### TEXTO-FONTE
○ ○ ○ ○
Com a morte de Scliar, desaparece um dos maiores contadores de história da literatura brasileira.
A tradição judaica (e seus traumas) se faz presente desde o primeiro romance, “A Guerra do Bom Fim” (1972), em que as brincadeiras de crianças são perturbadas por notícias da Segunda Guerra.
A história se fará presente também nos livros em que, como médico, Scliar parte de personagens reais como o sanitarista Oswaldo Cruz (“Sonhos Tropicais”).
Comentando a relação entre medicina e literatura, que o inscreve numa linhagem de médicos-escritores, Scliar costumava dizer que a medicina proporciona a experiência de conviver com pessoas que, fragilizadas pela doença, se despem das máscaras sociais, revelando angústias.
E boa parte de seus romances consiste em inocular em cenas cotidianas um acontecimento fantástico, que desestrutura a normalidade.
○ ○ ○ ○
### O QUE FAZER
**A)** Resuma o texto sobre Scliar em duas frases.
**B)** Prossiga o texto sobre Scliar com um novo parágrafo, começando logo após a última frase.

### TRECHOS DAS ENTRADAS
○ ○ ○ ○
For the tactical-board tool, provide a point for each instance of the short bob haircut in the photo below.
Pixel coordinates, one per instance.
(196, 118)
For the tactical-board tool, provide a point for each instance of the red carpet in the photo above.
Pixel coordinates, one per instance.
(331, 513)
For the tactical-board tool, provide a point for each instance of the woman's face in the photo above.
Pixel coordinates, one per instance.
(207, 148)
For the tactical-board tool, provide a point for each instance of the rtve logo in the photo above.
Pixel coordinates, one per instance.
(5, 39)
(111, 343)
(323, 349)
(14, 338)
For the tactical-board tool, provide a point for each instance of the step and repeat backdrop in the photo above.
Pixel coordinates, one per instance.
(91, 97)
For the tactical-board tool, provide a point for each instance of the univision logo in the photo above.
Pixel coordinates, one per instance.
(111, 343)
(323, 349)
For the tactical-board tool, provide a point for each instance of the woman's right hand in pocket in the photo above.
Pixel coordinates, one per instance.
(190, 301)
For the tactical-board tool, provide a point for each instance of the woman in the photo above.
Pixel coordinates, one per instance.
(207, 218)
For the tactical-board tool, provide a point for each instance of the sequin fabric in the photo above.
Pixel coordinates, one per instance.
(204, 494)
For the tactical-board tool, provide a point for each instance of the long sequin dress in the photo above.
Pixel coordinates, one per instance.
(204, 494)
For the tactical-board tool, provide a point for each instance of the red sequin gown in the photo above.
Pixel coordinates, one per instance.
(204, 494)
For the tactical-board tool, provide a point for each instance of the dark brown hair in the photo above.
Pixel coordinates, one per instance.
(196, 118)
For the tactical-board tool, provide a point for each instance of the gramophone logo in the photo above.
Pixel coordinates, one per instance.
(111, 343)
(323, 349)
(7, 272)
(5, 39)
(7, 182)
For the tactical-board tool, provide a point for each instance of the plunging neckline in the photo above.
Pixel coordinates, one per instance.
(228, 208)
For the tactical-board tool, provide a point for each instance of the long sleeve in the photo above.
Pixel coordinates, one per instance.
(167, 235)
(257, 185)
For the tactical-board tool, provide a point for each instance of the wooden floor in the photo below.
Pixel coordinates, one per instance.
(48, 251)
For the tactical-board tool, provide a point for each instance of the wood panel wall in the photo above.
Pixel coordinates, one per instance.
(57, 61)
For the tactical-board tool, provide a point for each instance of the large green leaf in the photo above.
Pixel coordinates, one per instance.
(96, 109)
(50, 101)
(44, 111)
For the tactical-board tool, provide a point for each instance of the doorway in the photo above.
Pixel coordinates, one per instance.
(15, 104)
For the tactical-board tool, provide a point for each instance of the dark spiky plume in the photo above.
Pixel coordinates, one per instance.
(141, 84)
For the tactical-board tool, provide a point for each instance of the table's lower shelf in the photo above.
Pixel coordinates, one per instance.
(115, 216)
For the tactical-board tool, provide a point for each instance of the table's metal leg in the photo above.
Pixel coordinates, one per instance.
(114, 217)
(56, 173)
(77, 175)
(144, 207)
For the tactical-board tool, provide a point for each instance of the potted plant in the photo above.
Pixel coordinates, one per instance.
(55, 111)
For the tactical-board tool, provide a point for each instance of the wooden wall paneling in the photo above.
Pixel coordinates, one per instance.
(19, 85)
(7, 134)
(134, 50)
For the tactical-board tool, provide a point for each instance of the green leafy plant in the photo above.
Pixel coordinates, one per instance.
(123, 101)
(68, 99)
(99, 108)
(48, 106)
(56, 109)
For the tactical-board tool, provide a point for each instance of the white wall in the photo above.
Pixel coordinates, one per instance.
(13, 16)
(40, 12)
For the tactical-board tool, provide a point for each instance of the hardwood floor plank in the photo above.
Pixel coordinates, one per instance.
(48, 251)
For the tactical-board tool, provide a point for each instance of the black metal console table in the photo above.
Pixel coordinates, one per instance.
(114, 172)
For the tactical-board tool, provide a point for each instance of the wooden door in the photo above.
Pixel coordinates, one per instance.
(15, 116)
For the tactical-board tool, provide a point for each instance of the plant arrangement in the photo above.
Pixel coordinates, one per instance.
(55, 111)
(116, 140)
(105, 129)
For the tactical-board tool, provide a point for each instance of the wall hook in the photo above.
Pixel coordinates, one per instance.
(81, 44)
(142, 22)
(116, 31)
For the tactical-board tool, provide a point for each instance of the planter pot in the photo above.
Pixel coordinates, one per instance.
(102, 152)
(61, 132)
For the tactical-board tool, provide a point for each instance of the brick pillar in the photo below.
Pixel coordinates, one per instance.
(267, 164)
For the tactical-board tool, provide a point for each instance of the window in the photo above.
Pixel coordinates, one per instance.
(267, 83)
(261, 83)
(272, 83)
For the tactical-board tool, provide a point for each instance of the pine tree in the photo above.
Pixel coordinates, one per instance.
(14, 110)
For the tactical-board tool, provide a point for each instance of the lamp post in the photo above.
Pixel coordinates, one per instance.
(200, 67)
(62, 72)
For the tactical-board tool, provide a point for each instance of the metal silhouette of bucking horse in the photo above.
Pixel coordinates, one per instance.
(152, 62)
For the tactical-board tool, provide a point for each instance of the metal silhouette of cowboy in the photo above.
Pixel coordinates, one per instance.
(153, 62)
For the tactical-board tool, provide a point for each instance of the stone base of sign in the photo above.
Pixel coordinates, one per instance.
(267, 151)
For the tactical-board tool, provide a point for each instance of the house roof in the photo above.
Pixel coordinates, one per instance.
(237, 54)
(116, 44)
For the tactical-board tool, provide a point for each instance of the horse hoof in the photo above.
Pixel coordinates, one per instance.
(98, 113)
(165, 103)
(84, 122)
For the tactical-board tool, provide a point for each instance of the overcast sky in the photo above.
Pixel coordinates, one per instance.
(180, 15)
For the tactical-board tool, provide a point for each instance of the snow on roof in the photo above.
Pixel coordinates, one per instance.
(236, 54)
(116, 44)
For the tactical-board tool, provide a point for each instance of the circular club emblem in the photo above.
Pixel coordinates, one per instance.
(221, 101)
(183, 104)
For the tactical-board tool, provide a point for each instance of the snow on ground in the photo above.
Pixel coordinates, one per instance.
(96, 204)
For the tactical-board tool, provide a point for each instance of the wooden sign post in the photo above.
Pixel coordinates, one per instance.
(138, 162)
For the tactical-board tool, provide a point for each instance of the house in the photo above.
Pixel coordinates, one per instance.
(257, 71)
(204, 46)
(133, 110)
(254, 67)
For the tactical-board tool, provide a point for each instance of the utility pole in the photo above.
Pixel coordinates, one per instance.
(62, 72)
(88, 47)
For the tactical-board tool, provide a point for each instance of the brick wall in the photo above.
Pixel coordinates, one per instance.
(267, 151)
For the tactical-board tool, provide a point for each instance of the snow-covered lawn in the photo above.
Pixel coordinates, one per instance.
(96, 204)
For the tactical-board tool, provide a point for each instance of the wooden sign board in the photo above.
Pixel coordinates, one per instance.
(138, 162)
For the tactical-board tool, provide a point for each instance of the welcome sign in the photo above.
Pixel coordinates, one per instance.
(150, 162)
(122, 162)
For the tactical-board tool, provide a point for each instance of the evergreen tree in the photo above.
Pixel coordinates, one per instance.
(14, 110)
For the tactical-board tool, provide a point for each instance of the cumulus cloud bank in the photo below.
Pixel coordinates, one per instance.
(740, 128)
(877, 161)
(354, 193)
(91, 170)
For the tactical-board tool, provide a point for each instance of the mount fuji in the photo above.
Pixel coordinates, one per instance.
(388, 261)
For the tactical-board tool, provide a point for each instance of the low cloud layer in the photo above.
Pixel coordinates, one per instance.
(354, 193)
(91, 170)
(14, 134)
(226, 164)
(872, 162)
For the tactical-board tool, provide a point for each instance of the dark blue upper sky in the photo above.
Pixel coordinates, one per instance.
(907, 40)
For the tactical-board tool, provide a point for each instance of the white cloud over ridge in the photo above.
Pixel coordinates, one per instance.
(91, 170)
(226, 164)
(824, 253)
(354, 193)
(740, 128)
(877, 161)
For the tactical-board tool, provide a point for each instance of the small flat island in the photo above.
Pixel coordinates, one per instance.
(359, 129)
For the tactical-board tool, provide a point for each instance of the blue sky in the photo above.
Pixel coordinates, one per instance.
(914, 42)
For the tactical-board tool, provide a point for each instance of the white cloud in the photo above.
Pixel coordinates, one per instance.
○ ○ ○ ○
### RESPOSTAS POR ITEM
**A)** Com a morte de Scliar, desaparece um dos maiores contadores de história da literatura brasileira, cuja obra traz a tradição judaica desde o primeiro romance, "A Guerra do Bom Fim", e também parte de personagens reais, como o sanitarista Oswaldo Cruz. Médico, ele dizia que a medicina permite conviver com pessoas que, fragilizadas pela doença, revelam suas angústias, e boa parte de seus romances insere em cenas cotidianas um acontecimento fantástico que desestrutura a normalidade.

**B)**
Herdeiro confesso de Kafka, de quem emulou as parábolas sobre o absurdo vazadas em linguagem aparentemente neutra e também o humor judaico, Scliar fez do escritor a personagem de “Os Leopardos de Kafka” e parodiou relatos bíblicos.
Em seu último romance, “Eu Vos Abraço, Milhões”, narra trajetória de militante da época da Revolução de 30.
Essa envolvente ficção histórica é uma feliz metáfora da obra de Scliar: um escritor que descobriu na arte de narrar uma chave para compreender as fraquezas e complexidades do homem concreto, escondidas sob o véu de costumes e ideologias.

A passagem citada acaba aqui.